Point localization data
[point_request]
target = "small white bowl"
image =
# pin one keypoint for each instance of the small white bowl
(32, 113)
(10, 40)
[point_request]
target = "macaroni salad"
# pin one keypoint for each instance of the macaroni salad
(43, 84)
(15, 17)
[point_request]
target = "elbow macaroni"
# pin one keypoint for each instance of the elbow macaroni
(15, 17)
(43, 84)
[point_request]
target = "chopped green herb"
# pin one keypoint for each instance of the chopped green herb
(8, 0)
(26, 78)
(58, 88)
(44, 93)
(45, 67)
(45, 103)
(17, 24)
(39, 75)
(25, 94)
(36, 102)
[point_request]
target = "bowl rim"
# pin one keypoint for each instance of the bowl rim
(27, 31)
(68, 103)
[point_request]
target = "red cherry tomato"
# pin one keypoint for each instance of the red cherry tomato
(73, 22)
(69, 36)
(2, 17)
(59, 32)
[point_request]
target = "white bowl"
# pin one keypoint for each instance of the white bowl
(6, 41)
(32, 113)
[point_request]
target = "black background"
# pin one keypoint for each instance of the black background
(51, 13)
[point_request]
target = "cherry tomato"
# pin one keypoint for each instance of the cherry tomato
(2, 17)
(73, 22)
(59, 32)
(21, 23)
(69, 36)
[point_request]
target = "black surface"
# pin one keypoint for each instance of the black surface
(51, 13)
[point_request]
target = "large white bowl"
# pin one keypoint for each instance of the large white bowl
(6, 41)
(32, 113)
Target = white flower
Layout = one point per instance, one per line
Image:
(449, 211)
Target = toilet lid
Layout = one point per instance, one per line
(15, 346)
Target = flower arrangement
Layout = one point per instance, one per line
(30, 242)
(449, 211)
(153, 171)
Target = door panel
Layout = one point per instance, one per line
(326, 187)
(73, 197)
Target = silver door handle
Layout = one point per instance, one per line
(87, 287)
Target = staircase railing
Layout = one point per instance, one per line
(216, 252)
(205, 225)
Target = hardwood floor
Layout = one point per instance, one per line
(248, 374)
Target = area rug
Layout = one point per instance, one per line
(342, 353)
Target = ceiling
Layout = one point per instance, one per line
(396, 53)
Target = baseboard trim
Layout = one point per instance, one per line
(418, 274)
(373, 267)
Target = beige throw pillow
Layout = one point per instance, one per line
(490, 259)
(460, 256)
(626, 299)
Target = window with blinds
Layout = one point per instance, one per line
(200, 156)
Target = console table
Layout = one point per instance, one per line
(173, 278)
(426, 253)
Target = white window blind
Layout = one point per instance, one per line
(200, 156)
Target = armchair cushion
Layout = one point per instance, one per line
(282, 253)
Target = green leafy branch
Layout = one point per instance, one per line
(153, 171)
==
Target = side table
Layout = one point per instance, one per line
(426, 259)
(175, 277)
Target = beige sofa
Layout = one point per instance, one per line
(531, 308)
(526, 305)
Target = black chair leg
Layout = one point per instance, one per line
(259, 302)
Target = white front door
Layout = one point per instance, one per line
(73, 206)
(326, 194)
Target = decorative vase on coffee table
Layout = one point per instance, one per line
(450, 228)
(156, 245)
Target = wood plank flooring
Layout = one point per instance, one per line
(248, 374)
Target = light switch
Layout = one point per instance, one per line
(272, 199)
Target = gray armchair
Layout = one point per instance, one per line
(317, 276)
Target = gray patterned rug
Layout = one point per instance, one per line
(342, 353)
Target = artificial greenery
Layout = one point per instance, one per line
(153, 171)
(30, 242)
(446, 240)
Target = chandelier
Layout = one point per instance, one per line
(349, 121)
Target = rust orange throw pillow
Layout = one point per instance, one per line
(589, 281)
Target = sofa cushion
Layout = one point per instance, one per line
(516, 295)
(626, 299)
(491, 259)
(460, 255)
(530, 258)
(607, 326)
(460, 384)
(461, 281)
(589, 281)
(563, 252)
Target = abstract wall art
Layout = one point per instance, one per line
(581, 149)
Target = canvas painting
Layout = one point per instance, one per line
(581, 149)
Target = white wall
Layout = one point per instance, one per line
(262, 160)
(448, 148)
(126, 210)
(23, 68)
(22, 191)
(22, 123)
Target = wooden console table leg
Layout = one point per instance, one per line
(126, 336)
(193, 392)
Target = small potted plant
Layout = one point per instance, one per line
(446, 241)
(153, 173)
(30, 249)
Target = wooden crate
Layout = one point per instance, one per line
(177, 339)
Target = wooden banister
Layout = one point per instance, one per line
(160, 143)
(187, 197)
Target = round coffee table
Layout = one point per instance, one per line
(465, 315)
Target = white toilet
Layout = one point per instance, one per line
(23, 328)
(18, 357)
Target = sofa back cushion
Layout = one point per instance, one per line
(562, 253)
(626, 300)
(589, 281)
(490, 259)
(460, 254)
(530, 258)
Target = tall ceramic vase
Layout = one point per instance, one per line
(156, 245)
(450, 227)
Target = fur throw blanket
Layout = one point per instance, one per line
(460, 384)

▸ EXERCISE PROMPT
Would you report every line of the entries above containing the word "wooden"?

▸ OUTPUT OF THE EXERCISE
Target = wooden console table leg
Target = wooden crate
Target = wooden banister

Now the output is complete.